### Directive:
Copy the lines of the data word for word, from the line containing "Q: Can you supply the bounding box around the bokeh" through the final line.

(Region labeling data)
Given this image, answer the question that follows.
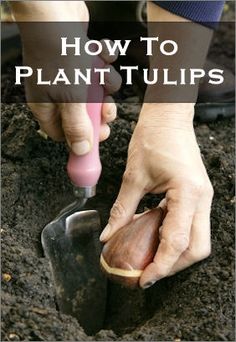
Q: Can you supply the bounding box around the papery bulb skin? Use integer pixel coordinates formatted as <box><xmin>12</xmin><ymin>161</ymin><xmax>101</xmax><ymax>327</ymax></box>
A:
<box><xmin>100</xmin><ymin>208</ymin><xmax>163</xmax><ymax>288</ymax></box>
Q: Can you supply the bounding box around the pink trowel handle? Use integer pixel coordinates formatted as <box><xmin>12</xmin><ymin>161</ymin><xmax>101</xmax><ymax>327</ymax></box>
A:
<box><xmin>67</xmin><ymin>60</ymin><xmax>104</xmax><ymax>187</ymax></box>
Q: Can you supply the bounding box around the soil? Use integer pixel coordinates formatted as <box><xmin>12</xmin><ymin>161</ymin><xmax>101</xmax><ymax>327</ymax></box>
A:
<box><xmin>1</xmin><ymin>8</ymin><xmax>235</xmax><ymax>341</ymax></box>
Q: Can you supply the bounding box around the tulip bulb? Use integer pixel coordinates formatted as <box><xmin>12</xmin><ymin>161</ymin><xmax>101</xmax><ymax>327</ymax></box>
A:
<box><xmin>100</xmin><ymin>208</ymin><xmax>163</xmax><ymax>288</ymax></box>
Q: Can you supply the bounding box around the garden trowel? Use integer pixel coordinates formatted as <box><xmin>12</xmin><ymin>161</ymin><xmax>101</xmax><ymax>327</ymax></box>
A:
<box><xmin>42</xmin><ymin>62</ymin><xmax>106</xmax><ymax>334</ymax></box>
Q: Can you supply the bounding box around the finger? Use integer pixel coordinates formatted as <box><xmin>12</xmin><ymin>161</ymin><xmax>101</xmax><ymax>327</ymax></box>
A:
<box><xmin>61</xmin><ymin>103</ymin><xmax>93</xmax><ymax>156</ymax></box>
<box><xmin>104</xmin><ymin>65</ymin><xmax>122</xmax><ymax>94</ymax></box>
<box><xmin>28</xmin><ymin>103</ymin><xmax>64</xmax><ymax>141</ymax></box>
<box><xmin>169</xmin><ymin>191</ymin><xmax>211</xmax><ymax>276</ymax></box>
<box><xmin>99</xmin><ymin>124</ymin><xmax>111</xmax><ymax>141</ymax></box>
<box><xmin>100</xmin><ymin>170</ymin><xmax>145</xmax><ymax>242</ymax></box>
<box><xmin>140</xmin><ymin>192</ymin><xmax>196</xmax><ymax>288</ymax></box>
<box><xmin>102</xmin><ymin>96</ymin><xmax>117</xmax><ymax>123</ymax></box>
<box><xmin>100</xmin><ymin>39</ymin><xmax>119</xmax><ymax>64</ymax></box>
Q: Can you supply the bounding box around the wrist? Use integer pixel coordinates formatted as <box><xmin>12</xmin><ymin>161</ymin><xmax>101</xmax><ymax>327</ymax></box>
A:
<box><xmin>9</xmin><ymin>1</ymin><xmax>89</xmax><ymax>22</ymax></box>
<box><xmin>139</xmin><ymin>103</ymin><xmax>195</xmax><ymax>128</ymax></box>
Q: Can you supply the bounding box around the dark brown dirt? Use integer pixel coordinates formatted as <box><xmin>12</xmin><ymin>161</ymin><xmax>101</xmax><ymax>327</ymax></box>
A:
<box><xmin>1</xmin><ymin>8</ymin><xmax>235</xmax><ymax>341</ymax></box>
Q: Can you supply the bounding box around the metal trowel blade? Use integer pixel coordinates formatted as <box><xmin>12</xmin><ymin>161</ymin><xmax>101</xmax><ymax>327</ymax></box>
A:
<box><xmin>42</xmin><ymin>206</ymin><xmax>106</xmax><ymax>335</ymax></box>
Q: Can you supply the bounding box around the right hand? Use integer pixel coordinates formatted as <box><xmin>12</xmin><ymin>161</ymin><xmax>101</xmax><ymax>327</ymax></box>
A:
<box><xmin>11</xmin><ymin>1</ymin><xmax>121</xmax><ymax>155</ymax></box>
<box><xmin>100</xmin><ymin>103</ymin><xmax>213</xmax><ymax>288</ymax></box>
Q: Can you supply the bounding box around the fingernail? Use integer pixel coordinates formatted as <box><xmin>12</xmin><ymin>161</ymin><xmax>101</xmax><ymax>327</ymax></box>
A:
<box><xmin>100</xmin><ymin>224</ymin><xmax>111</xmax><ymax>242</ymax></box>
<box><xmin>142</xmin><ymin>280</ymin><xmax>157</xmax><ymax>290</ymax></box>
<box><xmin>71</xmin><ymin>140</ymin><xmax>90</xmax><ymax>156</ymax></box>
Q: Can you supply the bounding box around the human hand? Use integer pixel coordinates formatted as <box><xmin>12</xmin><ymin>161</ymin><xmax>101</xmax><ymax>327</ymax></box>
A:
<box><xmin>100</xmin><ymin>104</ymin><xmax>213</xmax><ymax>288</ymax></box>
<box><xmin>11</xmin><ymin>1</ymin><xmax>121</xmax><ymax>155</ymax></box>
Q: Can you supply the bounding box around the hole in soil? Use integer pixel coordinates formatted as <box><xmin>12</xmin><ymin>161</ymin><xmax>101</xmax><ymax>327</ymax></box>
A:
<box><xmin>53</xmin><ymin>281</ymin><xmax>166</xmax><ymax>336</ymax></box>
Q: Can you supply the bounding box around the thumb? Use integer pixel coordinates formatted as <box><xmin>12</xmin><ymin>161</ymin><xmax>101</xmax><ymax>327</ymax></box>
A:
<box><xmin>100</xmin><ymin>171</ymin><xmax>145</xmax><ymax>242</ymax></box>
<box><xmin>61</xmin><ymin>103</ymin><xmax>93</xmax><ymax>156</ymax></box>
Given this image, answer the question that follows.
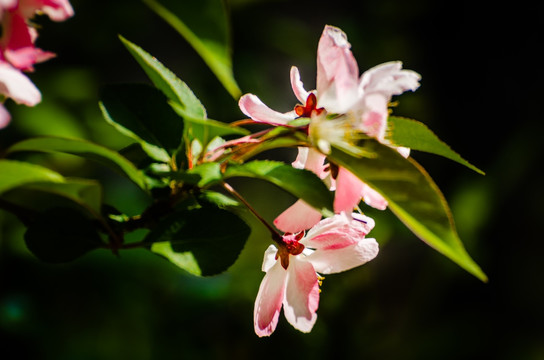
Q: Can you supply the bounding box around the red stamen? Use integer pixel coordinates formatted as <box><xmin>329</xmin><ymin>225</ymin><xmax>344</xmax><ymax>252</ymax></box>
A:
<box><xmin>295</xmin><ymin>93</ymin><xmax>324</xmax><ymax>117</ymax></box>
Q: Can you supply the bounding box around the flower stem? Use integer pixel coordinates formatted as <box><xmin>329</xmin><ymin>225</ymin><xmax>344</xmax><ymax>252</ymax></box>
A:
<box><xmin>221</xmin><ymin>182</ymin><xmax>284</xmax><ymax>246</ymax></box>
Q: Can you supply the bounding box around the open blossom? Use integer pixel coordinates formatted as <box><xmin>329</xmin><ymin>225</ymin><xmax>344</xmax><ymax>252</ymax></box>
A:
<box><xmin>254</xmin><ymin>214</ymin><xmax>378</xmax><ymax>336</ymax></box>
<box><xmin>0</xmin><ymin>0</ymin><xmax>74</xmax><ymax>129</ymax></box>
<box><xmin>274</xmin><ymin>147</ymin><xmax>387</xmax><ymax>233</ymax></box>
<box><xmin>239</xmin><ymin>26</ymin><xmax>420</xmax><ymax>232</ymax></box>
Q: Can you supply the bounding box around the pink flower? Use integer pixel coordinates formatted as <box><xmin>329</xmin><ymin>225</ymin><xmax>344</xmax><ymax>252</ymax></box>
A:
<box><xmin>239</xmin><ymin>26</ymin><xmax>420</xmax><ymax>232</ymax></box>
<box><xmin>274</xmin><ymin>147</ymin><xmax>387</xmax><ymax>233</ymax></box>
<box><xmin>254</xmin><ymin>214</ymin><xmax>378</xmax><ymax>336</ymax></box>
<box><xmin>0</xmin><ymin>0</ymin><xmax>74</xmax><ymax>129</ymax></box>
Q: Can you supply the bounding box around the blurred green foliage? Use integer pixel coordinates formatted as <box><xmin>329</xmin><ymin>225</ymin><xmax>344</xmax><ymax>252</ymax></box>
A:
<box><xmin>0</xmin><ymin>0</ymin><xmax>544</xmax><ymax>360</ymax></box>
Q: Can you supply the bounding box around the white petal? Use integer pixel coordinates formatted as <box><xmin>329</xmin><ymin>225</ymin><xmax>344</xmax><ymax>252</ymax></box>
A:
<box><xmin>261</xmin><ymin>245</ymin><xmax>278</xmax><ymax>272</ymax></box>
<box><xmin>306</xmin><ymin>238</ymin><xmax>379</xmax><ymax>274</ymax></box>
<box><xmin>238</xmin><ymin>94</ymin><xmax>296</xmax><ymax>125</ymax></box>
<box><xmin>283</xmin><ymin>256</ymin><xmax>319</xmax><ymax>332</ymax></box>
<box><xmin>359</xmin><ymin>61</ymin><xmax>421</xmax><ymax>98</ymax></box>
<box><xmin>274</xmin><ymin>200</ymin><xmax>321</xmax><ymax>233</ymax></box>
<box><xmin>253</xmin><ymin>261</ymin><xmax>287</xmax><ymax>336</ymax></box>
<box><xmin>290</xmin><ymin>66</ymin><xmax>310</xmax><ymax>105</ymax></box>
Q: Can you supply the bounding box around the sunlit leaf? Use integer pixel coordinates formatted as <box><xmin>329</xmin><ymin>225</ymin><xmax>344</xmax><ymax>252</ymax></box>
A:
<box><xmin>8</xmin><ymin>137</ymin><xmax>147</xmax><ymax>189</ymax></box>
<box><xmin>120</xmin><ymin>36</ymin><xmax>206</xmax><ymax>118</ymax></box>
<box><xmin>21</xmin><ymin>178</ymin><xmax>102</xmax><ymax>216</ymax></box>
<box><xmin>171</xmin><ymin>103</ymin><xmax>249</xmax><ymax>147</ymax></box>
<box><xmin>388</xmin><ymin>116</ymin><xmax>484</xmax><ymax>175</ymax></box>
<box><xmin>24</xmin><ymin>208</ymin><xmax>103</xmax><ymax>263</ymax></box>
<box><xmin>100</xmin><ymin>84</ymin><xmax>183</xmax><ymax>162</ymax></box>
<box><xmin>0</xmin><ymin>159</ymin><xmax>64</xmax><ymax>194</ymax></box>
<box><xmin>329</xmin><ymin>140</ymin><xmax>487</xmax><ymax>281</ymax></box>
<box><xmin>149</xmin><ymin>206</ymin><xmax>250</xmax><ymax>276</ymax></box>
<box><xmin>224</xmin><ymin>160</ymin><xmax>334</xmax><ymax>216</ymax></box>
<box><xmin>144</xmin><ymin>0</ymin><xmax>242</xmax><ymax>99</ymax></box>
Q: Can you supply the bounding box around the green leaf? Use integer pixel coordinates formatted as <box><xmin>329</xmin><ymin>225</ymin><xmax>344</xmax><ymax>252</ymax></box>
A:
<box><xmin>100</xmin><ymin>84</ymin><xmax>183</xmax><ymax>162</ymax></box>
<box><xmin>170</xmin><ymin>103</ymin><xmax>250</xmax><ymax>148</ymax></box>
<box><xmin>8</xmin><ymin>137</ymin><xmax>147</xmax><ymax>190</ymax></box>
<box><xmin>224</xmin><ymin>160</ymin><xmax>334</xmax><ymax>216</ymax></box>
<box><xmin>24</xmin><ymin>208</ymin><xmax>102</xmax><ymax>263</ymax></box>
<box><xmin>0</xmin><ymin>160</ymin><xmax>102</xmax><ymax>217</ymax></box>
<box><xmin>0</xmin><ymin>159</ymin><xmax>64</xmax><ymax>194</ymax></box>
<box><xmin>387</xmin><ymin>116</ymin><xmax>485</xmax><ymax>175</ymax></box>
<box><xmin>149</xmin><ymin>206</ymin><xmax>250</xmax><ymax>276</ymax></box>
<box><xmin>329</xmin><ymin>140</ymin><xmax>487</xmax><ymax>281</ymax></box>
<box><xmin>119</xmin><ymin>36</ymin><xmax>206</xmax><ymax>118</ymax></box>
<box><xmin>19</xmin><ymin>178</ymin><xmax>102</xmax><ymax>217</ymax></box>
<box><xmin>144</xmin><ymin>0</ymin><xmax>242</xmax><ymax>99</ymax></box>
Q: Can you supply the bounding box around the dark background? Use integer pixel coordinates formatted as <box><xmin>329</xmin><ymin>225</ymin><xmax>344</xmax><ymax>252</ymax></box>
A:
<box><xmin>0</xmin><ymin>0</ymin><xmax>544</xmax><ymax>360</ymax></box>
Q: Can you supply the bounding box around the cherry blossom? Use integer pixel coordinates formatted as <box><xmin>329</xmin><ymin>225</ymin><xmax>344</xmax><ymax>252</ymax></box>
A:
<box><xmin>254</xmin><ymin>214</ymin><xmax>378</xmax><ymax>336</ymax></box>
<box><xmin>0</xmin><ymin>0</ymin><xmax>74</xmax><ymax>129</ymax></box>
<box><xmin>239</xmin><ymin>26</ymin><xmax>420</xmax><ymax>232</ymax></box>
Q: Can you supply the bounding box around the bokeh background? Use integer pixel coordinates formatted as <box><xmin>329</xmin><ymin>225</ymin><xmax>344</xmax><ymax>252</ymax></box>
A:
<box><xmin>0</xmin><ymin>0</ymin><xmax>544</xmax><ymax>360</ymax></box>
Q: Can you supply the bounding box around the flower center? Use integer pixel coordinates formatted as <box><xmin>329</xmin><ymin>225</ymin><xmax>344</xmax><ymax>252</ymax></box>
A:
<box><xmin>276</xmin><ymin>231</ymin><xmax>304</xmax><ymax>270</ymax></box>
<box><xmin>295</xmin><ymin>93</ymin><xmax>325</xmax><ymax>117</ymax></box>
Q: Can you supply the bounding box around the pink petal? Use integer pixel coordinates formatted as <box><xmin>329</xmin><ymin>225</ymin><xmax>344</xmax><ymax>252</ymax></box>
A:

### Final result:
Q: Can you supply the bounding box around the bokeh background? Use integer pixel coordinates formatted as <box><xmin>329</xmin><ymin>225</ymin><xmax>344</xmax><ymax>252</ymax></box>
A:
<box><xmin>0</xmin><ymin>0</ymin><xmax>544</xmax><ymax>360</ymax></box>
Q: Can you supply the bounding box around the flower center? Use integer pixel coordinates formatted as <box><xmin>329</xmin><ymin>225</ymin><xmax>344</xmax><ymax>252</ymax></box>
A:
<box><xmin>276</xmin><ymin>231</ymin><xmax>304</xmax><ymax>270</ymax></box>
<box><xmin>295</xmin><ymin>93</ymin><xmax>325</xmax><ymax>117</ymax></box>
Q: Can you supply the bounding box around the pink petal? Use integer pixel coordinates formatted as <box><xmin>329</xmin><ymin>225</ymin><xmax>344</xmax><ymax>252</ymax></box>
A:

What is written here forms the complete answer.